§ WHAT TO PRODUCE
Restate all of the entries exactly, dropping any pictures they hold.

Photo-based point labeling data
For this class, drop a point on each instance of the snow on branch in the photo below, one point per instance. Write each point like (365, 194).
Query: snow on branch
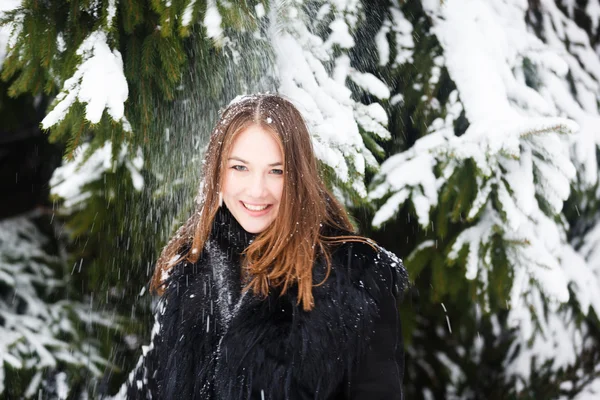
(68, 181)
(514, 90)
(31, 326)
(98, 81)
(335, 119)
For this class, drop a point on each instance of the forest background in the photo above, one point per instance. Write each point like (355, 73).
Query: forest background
(461, 134)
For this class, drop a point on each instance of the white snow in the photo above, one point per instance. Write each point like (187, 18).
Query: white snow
(6, 30)
(69, 179)
(98, 81)
(212, 20)
(29, 334)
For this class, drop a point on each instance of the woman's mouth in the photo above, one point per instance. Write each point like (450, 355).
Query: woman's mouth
(256, 209)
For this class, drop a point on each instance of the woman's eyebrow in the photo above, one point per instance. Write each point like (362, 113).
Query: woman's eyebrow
(275, 164)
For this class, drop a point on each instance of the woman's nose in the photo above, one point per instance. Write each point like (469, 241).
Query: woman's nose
(257, 187)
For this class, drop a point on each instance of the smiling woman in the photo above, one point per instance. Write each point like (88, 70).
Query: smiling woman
(253, 183)
(267, 291)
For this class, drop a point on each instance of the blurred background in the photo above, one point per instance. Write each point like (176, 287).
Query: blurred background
(462, 135)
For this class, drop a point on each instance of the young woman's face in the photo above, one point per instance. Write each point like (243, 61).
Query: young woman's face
(253, 181)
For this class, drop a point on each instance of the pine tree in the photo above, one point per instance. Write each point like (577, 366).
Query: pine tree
(482, 114)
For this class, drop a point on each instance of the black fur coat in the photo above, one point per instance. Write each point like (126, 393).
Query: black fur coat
(212, 342)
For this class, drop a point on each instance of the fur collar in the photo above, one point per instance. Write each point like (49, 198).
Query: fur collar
(220, 344)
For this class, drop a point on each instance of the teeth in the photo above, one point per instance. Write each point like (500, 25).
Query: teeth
(254, 208)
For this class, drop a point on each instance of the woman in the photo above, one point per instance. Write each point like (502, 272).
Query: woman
(266, 291)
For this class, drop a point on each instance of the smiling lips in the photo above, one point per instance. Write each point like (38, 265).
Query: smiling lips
(256, 209)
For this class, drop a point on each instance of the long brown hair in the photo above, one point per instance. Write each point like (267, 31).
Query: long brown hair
(285, 252)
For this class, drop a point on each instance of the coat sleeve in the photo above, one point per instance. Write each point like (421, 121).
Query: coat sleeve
(380, 371)
(143, 380)
(142, 383)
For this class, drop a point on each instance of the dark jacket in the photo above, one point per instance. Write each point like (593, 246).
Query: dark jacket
(212, 342)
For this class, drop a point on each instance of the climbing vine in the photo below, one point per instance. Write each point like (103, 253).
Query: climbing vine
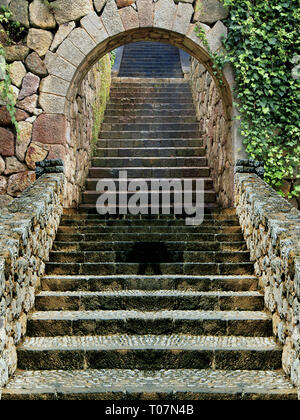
(263, 46)
(10, 32)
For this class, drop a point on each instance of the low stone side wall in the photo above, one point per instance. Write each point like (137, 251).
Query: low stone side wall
(271, 227)
(27, 231)
(215, 130)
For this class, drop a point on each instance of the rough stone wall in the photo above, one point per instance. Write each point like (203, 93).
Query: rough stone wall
(216, 131)
(85, 119)
(65, 39)
(27, 231)
(271, 226)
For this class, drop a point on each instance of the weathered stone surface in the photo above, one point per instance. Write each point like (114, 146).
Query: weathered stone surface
(17, 183)
(3, 184)
(52, 104)
(70, 53)
(83, 41)
(7, 142)
(19, 9)
(13, 165)
(94, 27)
(2, 165)
(28, 104)
(17, 73)
(210, 11)
(16, 53)
(24, 140)
(129, 18)
(30, 85)
(99, 4)
(35, 153)
(5, 118)
(215, 35)
(61, 34)
(35, 65)
(124, 3)
(146, 13)
(183, 18)
(164, 14)
(50, 129)
(54, 85)
(111, 19)
(5, 200)
(59, 67)
(68, 10)
(39, 40)
(41, 16)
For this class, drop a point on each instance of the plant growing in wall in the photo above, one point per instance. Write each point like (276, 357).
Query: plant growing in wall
(263, 45)
(10, 32)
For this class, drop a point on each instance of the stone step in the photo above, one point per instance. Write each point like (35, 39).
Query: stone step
(134, 282)
(150, 127)
(140, 352)
(130, 255)
(78, 221)
(167, 107)
(92, 196)
(107, 322)
(134, 384)
(149, 237)
(149, 301)
(141, 268)
(149, 119)
(146, 162)
(148, 135)
(150, 113)
(163, 152)
(169, 246)
(157, 172)
(146, 143)
(155, 229)
(173, 102)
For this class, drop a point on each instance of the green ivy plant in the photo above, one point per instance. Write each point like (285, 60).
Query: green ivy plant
(263, 45)
(13, 31)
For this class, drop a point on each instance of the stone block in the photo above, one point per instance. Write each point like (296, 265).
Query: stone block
(164, 14)
(7, 142)
(183, 18)
(59, 67)
(94, 27)
(68, 10)
(210, 11)
(62, 33)
(146, 13)
(17, 73)
(30, 85)
(129, 18)
(49, 129)
(39, 40)
(41, 16)
(35, 65)
(111, 19)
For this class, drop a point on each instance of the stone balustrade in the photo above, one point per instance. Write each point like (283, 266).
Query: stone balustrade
(271, 227)
(27, 231)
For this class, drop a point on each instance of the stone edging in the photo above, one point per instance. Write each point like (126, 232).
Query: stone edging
(271, 226)
(27, 230)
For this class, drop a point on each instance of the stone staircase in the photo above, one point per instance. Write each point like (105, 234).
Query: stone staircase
(146, 307)
(150, 59)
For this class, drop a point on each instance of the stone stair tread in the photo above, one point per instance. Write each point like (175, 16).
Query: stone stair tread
(149, 341)
(143, 315)
(121, 383)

§ FINAL RESULT
For this class, drop a point on each instance of the snow on branch in the photo below, one point per instance. Write each point like (365, 194).
Query: snow on branch
(68, 181)
(514, 90)
(31, 326)
(98, 81)
(335, 119)
For this class, drop a point on each instance of the forest background in the photo above, one point per instance. Write each point like (355, 73).
Query: forest background
(461, 134)
For this class, drop a point on each instance of the white snow in the photo above, one point per instance. Write each point like (187, 18).
Query: white snow
(6, 30)
(69, 179)
(98, 81)
(212, 20)
(29, 334)
For this class, drop a point on each instance of the woman's mouth in the photo above, one point per instance. Write each point like (450, 355).
Query: woman's mouth
(256, 209)
For this class, drop a point on each instance of the woman's eyebrow in the photo above, one point per instance. Write each point like (362, 113).
Query: woman's eyebrow
(275, 164)
For this class, drop a point on each instance of the woman's nose in the photo above, one point per instance. Write each point like (469, 241).
Query: woman's nose
(257, 187)
For this class, drop a point on each instance of the smiling woman in the photo above, one point per instance. Write each point like (88, 70).
Query: smiling woman
(253, 183)
(267, 291)
For this class, drop a point on each instance of the blurred background in the photo above, one point per instance. Write each point like (176, 287).
Query: blurred background
(462, 135)
For this class, drop a point on each instance of the young woman's face in the photo above, one point per instance. Write each point like (243, 61).
Query: young woman's face
(253, 181)
For this class, drop a point on each instance of the pine tree in the photo above, one point per instance. Write each point like (577, 366).
Query: pine tree
(482, 114)
For this class, drop a point on each instance of the black fur coat in the photo above, one point per instance. Write each point like (126, 393).
Query: black fur coat
(212, 342)
For this class, drop a point on each instance of the fur collar in the photo above, one point per instance. Write each point like (49, 198).
Query: fur collar
(220, 344)
For this class, drop a point on each instance of the teeth in the photo above, one point per instance. Write each point like (500, 25).
Query: teeth
(254, 208)
For this class, drop a point on each instance of the woman in the photo above, one point per instance. Write each point like (502, 272).
Query: woman
(266, 291)
For this class, drop a point on each instance of the smiling lips in the photo above, one point per instance. Write each point like (38, 265).
Query: smiling lips
(256, 209)
For this class, drop a point on each instance of the long brown hair in the photo above, one point per instance. Write each point like (267, 31).
Query: long brown hair
(285, 252)
For this class, drop a point on each instance of the coat sleeve in the photo above, one point per instance. Write each point like (421, 121).
Query: coat sleeve
(380, 371)
(143, 380)
(142, 383)
For this class, drop a point on each instance of the dark jacket in the photo above, one point per instance. Write each point like (593, 246).
Query: dark jacket
(212, 342)
For this class, drop a point on each instance of the climbing vine in the photo below, one point per instance. Write each point like (103, 253).
Query: climbing vine
(263, 46)
(10, 32)
For this class, drop a point on each instance of the low stone side wall in the photo above, one point per instance. Write each point like (137, 251).
Query: low stone side wall
(271, 227)
(27, 231)
(215, 130)
For this class, drop a point on each instance of the rough stone wall in the photo above, one point per instance. Write each point like (203, 93).
Query: rough stone wall
(216, 131)
(85, 119)
(65, 39)
(27, 231)
(271, 226)
For this class, drop a point on each instance of the weathered stone surface in the photo above, one point per instance. Write each point like (114, 146).
Query: weathered stone surface
(17, 183)
(3, 184)
(52, 104)
(70, 53)
(83, 41)
(7, 142)
(19, 9)
(13, 165)
(94, 27)
(2, 165)
(28, 104)
(17, 73)
(210, 11)
(16, 53)
(24, 140)
(129, 18)
(30, 85)
(99, 4)
(35, 153)
(5, 118)
(215, 35)
(61, 34)
(35, 65)
(124, 3)
(146, 13)
(183, 18)
(164, 14)
(50, 129)
(54, 85)
(111, 19)
(5, 200)
(59, 67)
(68, 10)
(39, 40)
(41, 16)
For this class, drop a point on each instance of the plant growing in wall in the photo above, one point per instance. Write each point like (276, 357).
Query: plant growing in wall
(263, 45)
(10, 32)
For this class, drop a point on each instance of the stone step in the photo above, one point per instance. Write each point like (35, 39).
Query: stone step
(134, 282)
(150, 127)
(140, 352)
(130, 255)
(78, 221)
(167, 107)
(92, 196)
(107, 322)
(134, 384)
(149, 237)
(149, 301)
(141, 268)
(149, 119)
(146, 162)
(148, 135)
(150, 113)
(163, 152)
(169, 246)
(157, 172)
(146, 143)
(155, 229)
(173, 102)
For this class, drop a point on each instance of the green ivy plant in the photo above, one point per instance. Write each point like (285, 60).
Query: green ivy plant
(263, 45)
(13, 31)
For this class, drop a point on each instance of the stone block in the photo above, one point per instance. Write each point like (296, 265).
Query: stone block
(164, 14)
(7, 142)
(183, 18)
(59, 67)
(94, 27)
(68, 10)
(210, 11)
(62, 33)
(146, 13)
(17, 73)
(30, 85)
(129, 18)
(49, 129)
(39, 40)
(41, 16)
(35, 65)
(111, 19)
For this class, drop a point on each instance of the stone balustrade in the photo above, one point per instance. Write each point like (283, 266).
Query: stone balustrade
(271, 227)
(27, 231)
For this class, drop a point on each instance of the stone edging in the photo above, one point per instance. Write each point like (126, 232).
Query: stone edging
(271, 226)
(27, 230)
For this class, drop a point on each instance of the stone staircase in the photo above, one point per instance. Write each point like (105, 234).
Query: stone staircase
(146, 307)
(150, 59)
For this class, drop a point on each instance of the stone stair tread in the photo above, one point per instance. Write each point like (175, 16).
Query: stone stair tread
(149, 341)
(143, 315)
(121, 383)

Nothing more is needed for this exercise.